==== Task input

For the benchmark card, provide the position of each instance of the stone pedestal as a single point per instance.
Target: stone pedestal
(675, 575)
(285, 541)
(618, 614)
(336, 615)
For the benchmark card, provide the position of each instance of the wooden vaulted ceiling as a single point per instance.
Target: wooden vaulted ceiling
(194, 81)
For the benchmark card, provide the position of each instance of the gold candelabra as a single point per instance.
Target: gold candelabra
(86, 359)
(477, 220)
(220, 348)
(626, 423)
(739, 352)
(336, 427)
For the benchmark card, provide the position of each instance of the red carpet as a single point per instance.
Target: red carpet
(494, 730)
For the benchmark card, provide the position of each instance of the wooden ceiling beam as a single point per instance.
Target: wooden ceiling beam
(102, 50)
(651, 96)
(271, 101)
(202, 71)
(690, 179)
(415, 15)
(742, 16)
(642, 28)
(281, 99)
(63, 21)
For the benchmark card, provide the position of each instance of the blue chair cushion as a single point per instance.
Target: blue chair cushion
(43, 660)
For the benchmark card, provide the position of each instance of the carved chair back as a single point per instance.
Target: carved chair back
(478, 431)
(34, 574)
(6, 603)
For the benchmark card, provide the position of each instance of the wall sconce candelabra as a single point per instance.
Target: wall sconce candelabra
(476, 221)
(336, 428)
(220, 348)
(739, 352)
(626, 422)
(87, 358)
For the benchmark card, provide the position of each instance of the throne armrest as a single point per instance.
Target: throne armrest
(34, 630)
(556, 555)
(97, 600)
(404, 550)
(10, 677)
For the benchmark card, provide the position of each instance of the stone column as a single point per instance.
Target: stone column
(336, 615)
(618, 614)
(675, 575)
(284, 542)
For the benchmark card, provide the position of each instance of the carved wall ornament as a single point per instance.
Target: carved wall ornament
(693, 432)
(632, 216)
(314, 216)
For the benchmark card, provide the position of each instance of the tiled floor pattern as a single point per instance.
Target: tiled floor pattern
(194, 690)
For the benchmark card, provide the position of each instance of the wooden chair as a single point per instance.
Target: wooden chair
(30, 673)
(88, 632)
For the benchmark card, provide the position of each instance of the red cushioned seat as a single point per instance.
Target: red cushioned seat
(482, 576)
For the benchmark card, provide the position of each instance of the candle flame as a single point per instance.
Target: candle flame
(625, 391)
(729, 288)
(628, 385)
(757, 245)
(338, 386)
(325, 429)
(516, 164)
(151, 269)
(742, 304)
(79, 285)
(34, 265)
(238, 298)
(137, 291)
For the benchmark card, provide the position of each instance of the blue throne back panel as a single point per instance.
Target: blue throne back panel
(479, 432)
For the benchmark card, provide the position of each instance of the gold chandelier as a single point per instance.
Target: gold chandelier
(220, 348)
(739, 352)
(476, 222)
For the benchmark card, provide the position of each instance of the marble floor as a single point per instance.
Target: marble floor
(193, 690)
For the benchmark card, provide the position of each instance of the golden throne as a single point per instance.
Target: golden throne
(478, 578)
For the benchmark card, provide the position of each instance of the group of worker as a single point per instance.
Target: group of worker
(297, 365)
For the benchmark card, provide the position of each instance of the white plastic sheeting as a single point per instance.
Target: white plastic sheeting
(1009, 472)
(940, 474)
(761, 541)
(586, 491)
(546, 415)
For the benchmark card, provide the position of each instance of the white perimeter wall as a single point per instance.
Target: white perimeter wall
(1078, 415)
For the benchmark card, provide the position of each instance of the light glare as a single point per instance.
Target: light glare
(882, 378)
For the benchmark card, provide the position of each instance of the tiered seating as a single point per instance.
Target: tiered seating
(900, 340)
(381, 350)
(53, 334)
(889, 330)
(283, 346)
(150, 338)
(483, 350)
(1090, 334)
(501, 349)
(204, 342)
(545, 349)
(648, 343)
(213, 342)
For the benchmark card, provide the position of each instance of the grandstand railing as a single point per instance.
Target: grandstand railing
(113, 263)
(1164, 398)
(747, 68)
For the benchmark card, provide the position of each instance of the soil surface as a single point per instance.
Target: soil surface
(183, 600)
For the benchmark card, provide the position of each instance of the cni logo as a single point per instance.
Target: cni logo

========

### Instruction
Output every line of the items above as a JSON list of strings, with one string per line and blank lines left out.

### Expected output
[
  "For the benchmark card, provide the position of each instance of the stone pedestal as a single point per instance.",
  "Target: stone pedestal",
  "(675, 575)",
  "(285, 541)",
  "(618, 614)",
  "(336, 615)",
  "For the benchmark card, provide the position of each instance of the wooden vaulted ceiling as a single point per instance.",
  "Target: wooden vaulted ceiling",
  "(194, 81)",
  "For the benchmark card, provide the position of each instance of the gold candelabra as a single point per instance.",
  "Target: gold candelabra",
  "(86, 359)",
  "(477, 220)",
  "(220, 348)",
  "(626, 423)",
  "(739, 352)",
  "(336, 427)",
  "For the benchmark card, provide the position of each instance of the red carpet as a single point per instance.",
  "Target: red carpet",
  "(494, 730)",
  "For the benchmark card, provide the position of each instance of the wooden ceiling beam as a single point per instance.",
  "Target: wooden ceiling beam",
  "(102, 50)",
  "(651, 96)",
  "(271, 101)",
  "(202, 71)",
  "(690, 179)",
  "(415, 15)",
  "(742, 16)",
  "(642, 28)",
  "(281, 99)",
  "(63, 21)",
  "For the benchmark card, provide the position of each instance of the blue chair cushion as a single point per instance.",
  "Target: blue chair cushion",
  "(43, 660)",
  "For the benchmark card, provide the position of each instance of the carved chair back as a single point per instance.",
  "Target: carved chair back",
  "(478, 431)",
  "(34, 574)",
  "(6, 603)",
  "For the benchmark card, provide the position of each instance of the wall sconce candelabra as a single point per instance.",
  "Target: wall sconce candelabra",
  "(476, 221)",
  "(336, 428)",
  "(220, 348)",
  "(739, 352)",
  "(626, 422)",
  "(87, 358)",
  "For the benchmark card, provide the position of each instance of the throne armrest as a single point per instance.",
  "Target: throne armrest",
  "(34, 630)",
  "(556, 555)",
  "(97, 600)",
  "(404, 550)",
  "(10, 677)",
  "For the benchmark card, provide the position of each instance of the stone column as a single point per instance.",
  "Target: stone column",
  "(336, 615)",
  "(618, 614)",
  "(675, 575)",
  "(284, 542)",
  "For the benchmark card, provide the position of each instance of the carved wall ornament as a single point per instance.",
  "Target: carved wall ornament",
  "(693, 432)",
  "(632, 216)",
  "(314, 216)",
  "For the benchmark card, provide the position of each instance of the tiled floor pattern as a single point per instance.",
  "Target: tiled floor pattern",
  "(194, 690)",
  "For the benchmark card, provide the position of each instance of the wooden chair as a single point per instance.",
  "Target: wooden chair",
  "(30, 673)",
  "(88, 632)",
  "For the benchmark card, provide the position of each instance of the red cushioned seat as a single point per instance.",
  "Target: red cushioned seat",
  "(482, 576)",
  "For the benchmark card, provide the position of each instance of the candle flame as a single point per instance.",
  "Target: candle flame",
  "(625, 391)",
  "(729, 288)",
  "(628, 385)",
  "(757, 245)",
  "(338, 386)",
  "(325, 429)",
  "(516, 164)",
  "(151, 269)",
  "(742, 304)",
  "(79, 285)",
  "(34, 265)",
  "(238, 298)",
  "(137, 291)",
  "For the benchmark card, provide the position of each instance of the blue throne back panel as a single point per instance.",
  "Target: blue throne back panel",
  "(479, 432)",
  "For the benchmark card, provide the position of each instance of the gold chandelier as a single point per instance.",
  "Target: gold chandelier",
  "(220, 348)",
  "(739, 352)",
  "(476, 222)",
  "For the benchmark card, provide the position of each instance of the marble floor as a single point per instance.",
  "Target: marble floor",
  "(193, 690)",
  "For the benchmark card, provide the position of each instance of the golden throne as a single point per instance.",
  "Target: golden throne",
  "(478, 578)",
  "For the benchmark card, provide the position of each instance of the group of worker as a single point per instance.",
  "Target: group of worker",
  "(297, 365)",
  "For the benchmark card, provide the position of each instance of the white plastic sheeting as a single point per instance.",
  "Target: white plastic sheeting",
  "(1009, 472)",
  "(940, 474)",
  "(761, 541)",
  "(586, 491)",
  "(546, 415)",
  "For the benchmark card, provide the position of each instance of the white perimeter wall as a single point per instance.",
  "Target: white perimeter wall",
  "(1078, 415)",
  "For the benchmark card, provide the position of each instance of the light glare as a single point per instance.",
  "Target: light glare",
  "(882, 378)",
  "For the benchmark card, provide the position of each instance of the tiered seating as a single point per instance.",
  "Target: tiered seating",
  "(900, 340)",
  "(381, 350)",
  "(53, 334)",
  "(889, 330)",
  "(283, 346)",
  "(150, 338)",
  "(483, 350)",
  "(1090, 334)",
  "(501, 349)",
  "(204, 342)",
  "(545, 349)",
  "(648, 343)",
  "(213, 342)",
  "For the benchmark card, provide the position of each instance of the grandstand railing as a single point per instance.",
  "Target: grandstand railing",
  "(113, 263)",
  "(1164, 398)",
  "(747, 68)",
  "For the benchmark card, provide the position of each instance of the soil surface as a single point per instance.",
  "Target: soil surface",
  "(183, 600)",
  "For the benchmark card, provide the position of each instance of the cni logo as a single point per instance.",
  "Target: cni logo"
]